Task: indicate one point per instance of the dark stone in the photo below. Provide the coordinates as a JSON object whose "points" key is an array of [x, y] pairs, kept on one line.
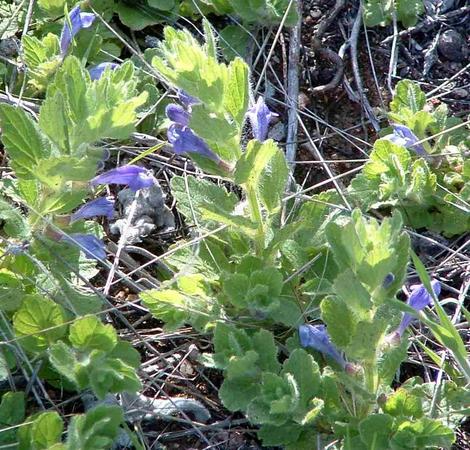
{"points": [[452, 46]]}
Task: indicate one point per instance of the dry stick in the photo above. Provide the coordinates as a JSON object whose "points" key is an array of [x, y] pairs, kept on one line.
{"points": [[292, 98], [355, 66], [319, 156], [392, 68], [326, 53], [428, 22]]}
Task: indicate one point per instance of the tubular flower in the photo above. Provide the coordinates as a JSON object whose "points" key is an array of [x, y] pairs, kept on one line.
{"points": [[418, 299], [184, 140], [260, 116], [90, 245], [133, 176], [403, 136], [178, 114], [78, 20], [97, 71], [317, 337], [102, 206]]}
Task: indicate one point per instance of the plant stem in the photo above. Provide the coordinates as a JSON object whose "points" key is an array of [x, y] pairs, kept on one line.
{"points": [[257, 217]]}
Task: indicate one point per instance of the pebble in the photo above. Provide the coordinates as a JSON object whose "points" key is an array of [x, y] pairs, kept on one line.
{"points": [[452, 46], [315, 13], [460, 93]]}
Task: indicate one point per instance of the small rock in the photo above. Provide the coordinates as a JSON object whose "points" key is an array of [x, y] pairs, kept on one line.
{"points": [[315, 13], [452, 46], [460, 93], [9, 47]]}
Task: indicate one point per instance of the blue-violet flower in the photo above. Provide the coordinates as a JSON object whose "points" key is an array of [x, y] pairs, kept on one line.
{"points": [[418, 299], [178, 114], [260, 116], [133, 176], [78, 20], [186, 99], [317, 337], [102, 206], [184, 140], [96, 72], [90, 245], [403, 136]]}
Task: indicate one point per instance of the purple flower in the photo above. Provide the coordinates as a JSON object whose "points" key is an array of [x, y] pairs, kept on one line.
{"points": [[102, 206], [133, 176], [317, 337], [78, 20], [89, 244], [418, 299], [178, 114], [403, 136], [97, 71], [260, 116], [184, 140], [186, 99]]}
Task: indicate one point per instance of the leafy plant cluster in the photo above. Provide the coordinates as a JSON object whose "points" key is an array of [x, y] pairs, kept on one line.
{"points": [[45, 309], [266, 269], [381, 12], [260, 277], [432, 191]]}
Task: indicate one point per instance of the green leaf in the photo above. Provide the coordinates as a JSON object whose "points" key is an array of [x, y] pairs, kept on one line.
{"points": [[25, 143], [339, 320], [45, 431], [234, 41], [168, 305], [428, 433], [78, 111], [375, 431], [408, 11], [95, 430], [377, 12], [236, 94], [306, 373], [359, 347], [42, 57], [52, 8], [90, 333], [11, 16], [15, 225], [408, 96], [63, 359], [39, 323], [404, 403], [186, 64], [279, 435], [12, 412], [390, 360], [237, 393], [111, 376], [255, 159], [273, 181], [278, 399]]}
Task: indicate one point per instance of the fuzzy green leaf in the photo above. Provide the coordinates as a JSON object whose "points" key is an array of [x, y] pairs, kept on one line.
{"points": [[39, 323]]}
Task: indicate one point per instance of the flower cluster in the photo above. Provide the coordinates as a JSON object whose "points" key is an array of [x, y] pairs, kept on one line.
{"points": [[418, 300], [260, 117], [76, 21], [403, 136], [317, 337], [97, 71], [134, 177], [180, 136]]}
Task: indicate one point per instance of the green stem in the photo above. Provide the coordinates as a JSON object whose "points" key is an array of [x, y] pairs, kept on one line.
{"points": [[257, 217]]}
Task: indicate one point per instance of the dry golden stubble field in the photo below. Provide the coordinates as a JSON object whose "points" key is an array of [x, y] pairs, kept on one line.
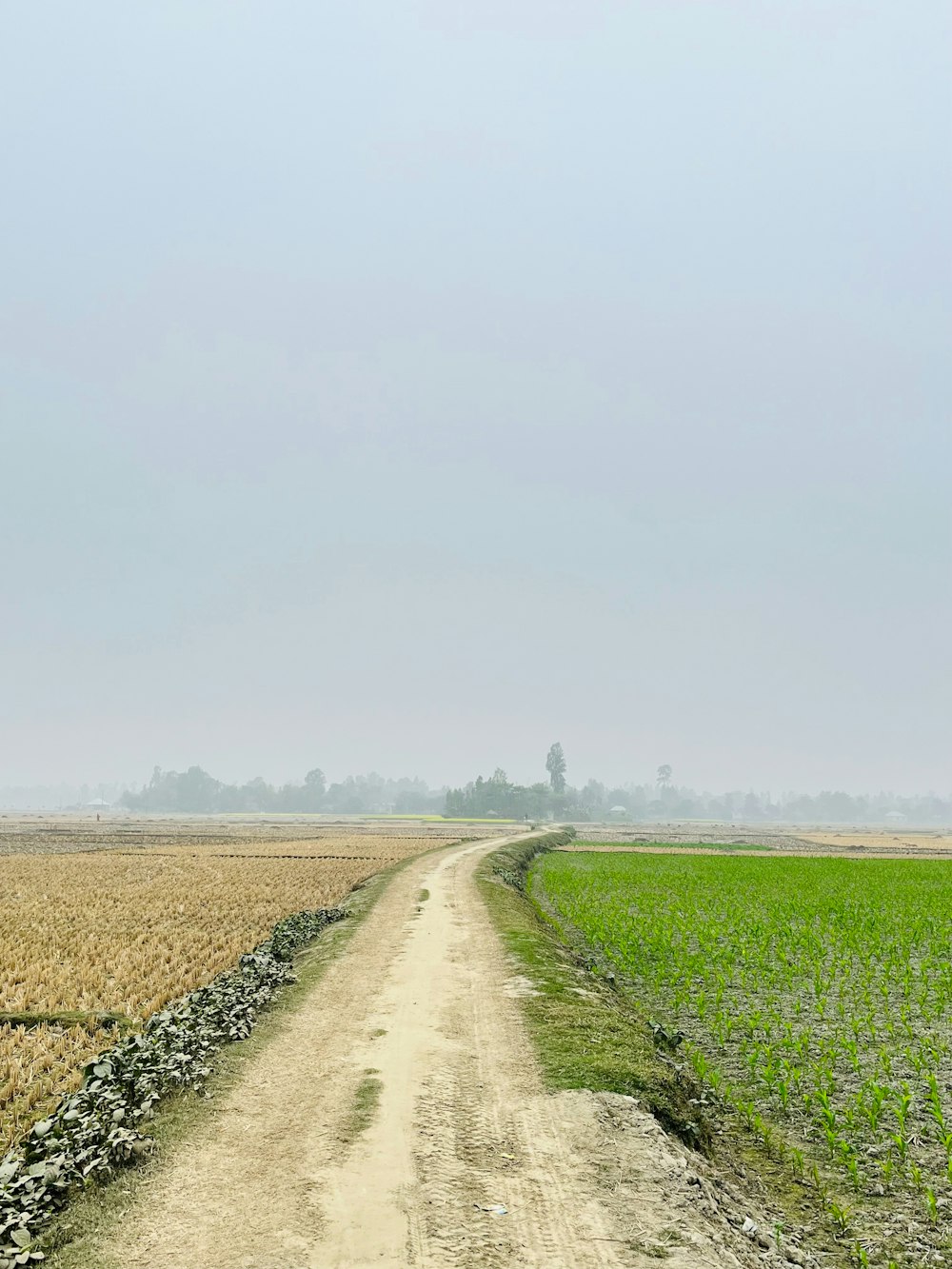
{"points": [[118, 932]]}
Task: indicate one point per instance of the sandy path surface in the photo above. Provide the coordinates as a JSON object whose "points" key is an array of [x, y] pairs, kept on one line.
{"points": [[422, 1001]]}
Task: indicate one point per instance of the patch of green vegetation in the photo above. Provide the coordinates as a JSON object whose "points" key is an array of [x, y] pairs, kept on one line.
{"points": [[726, 846], [815, 1001], [366, 1101], [586, 1036]]}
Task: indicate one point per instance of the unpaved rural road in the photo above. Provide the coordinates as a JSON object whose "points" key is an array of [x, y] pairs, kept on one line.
{"points": [[423, 997]]}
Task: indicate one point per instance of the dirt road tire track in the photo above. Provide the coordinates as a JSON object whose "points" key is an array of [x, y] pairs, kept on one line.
{"points": [[419, 999]]}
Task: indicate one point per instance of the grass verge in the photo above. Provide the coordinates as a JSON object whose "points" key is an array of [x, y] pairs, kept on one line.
{"points": [[586, 1037]]}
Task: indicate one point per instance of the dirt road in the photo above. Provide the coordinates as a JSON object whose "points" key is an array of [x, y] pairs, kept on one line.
{"points": [[423, 1001]]}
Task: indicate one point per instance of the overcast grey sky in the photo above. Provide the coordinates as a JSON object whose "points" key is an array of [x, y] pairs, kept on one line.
{"points": [[407, 385]]}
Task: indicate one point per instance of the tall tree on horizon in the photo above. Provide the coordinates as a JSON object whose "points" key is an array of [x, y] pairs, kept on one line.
{"points": [[555, 765]]}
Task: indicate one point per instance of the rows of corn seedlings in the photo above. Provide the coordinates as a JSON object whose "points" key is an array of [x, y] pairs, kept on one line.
{"points": [[815, 999]]}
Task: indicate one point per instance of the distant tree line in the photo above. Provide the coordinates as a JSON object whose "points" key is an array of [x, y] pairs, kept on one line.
{"points": [[197, 792], [662, 801], [497, 796]]}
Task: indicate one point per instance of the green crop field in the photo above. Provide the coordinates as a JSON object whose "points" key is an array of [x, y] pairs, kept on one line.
{"points": [[815, 1001]]}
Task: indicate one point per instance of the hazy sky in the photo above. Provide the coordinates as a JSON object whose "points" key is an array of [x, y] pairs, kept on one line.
{"points": [[407, 385]]}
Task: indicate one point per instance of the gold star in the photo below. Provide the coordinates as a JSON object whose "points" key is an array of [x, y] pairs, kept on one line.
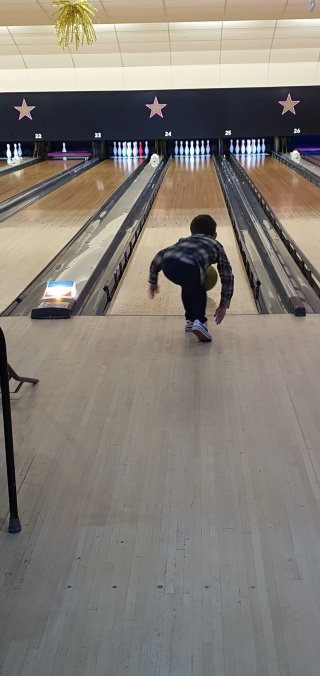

▶ Work to be completed
Collect every line in the records above that contains the word "dirt", and copy each one out in full.

▶ Complete answer
Task: indicate one point per instance of the dirt road tire track in the photo above. Provide the coordinates as a JSON object whose "points" key is an array of [x, y] pairs, kept on one line.
Task: indicate one point per instance of the dirt road in the photo above. Provide the coordinates as a JSON object whose "points" key is an array of [x, y] pairs, kept on one line.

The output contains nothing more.